Exercise details:
In the entries below, find the string "tower" and return each line holding it.

Excerpted data:
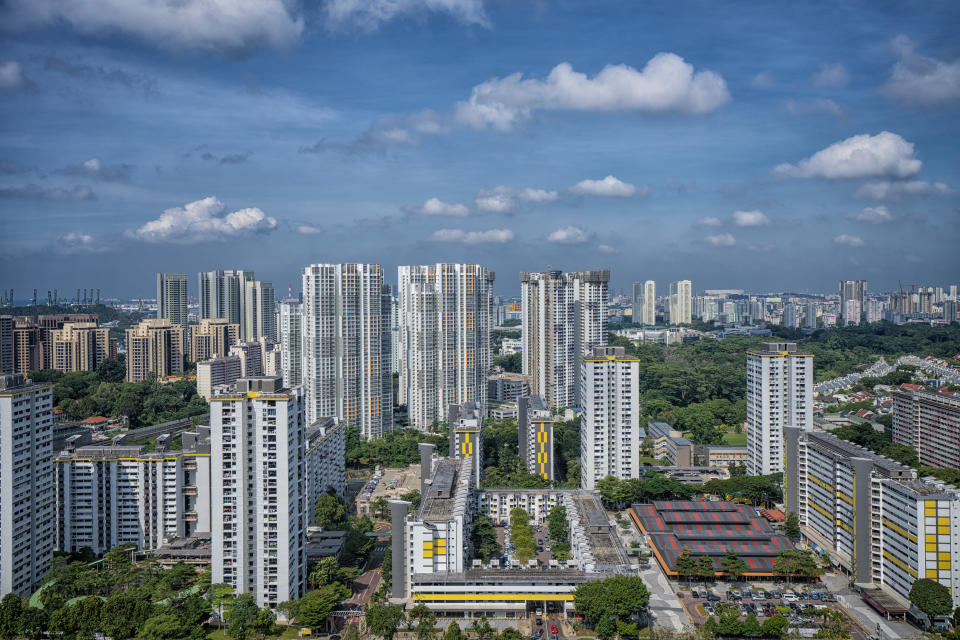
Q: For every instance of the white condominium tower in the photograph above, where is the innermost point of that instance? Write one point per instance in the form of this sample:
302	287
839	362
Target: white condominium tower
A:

Reply to the task:
Q: For every instance of the white condominium tower in the photograph above, where is the innermost point of that instance? Write one point per instance in the form of this sample:
Target: white condominium tower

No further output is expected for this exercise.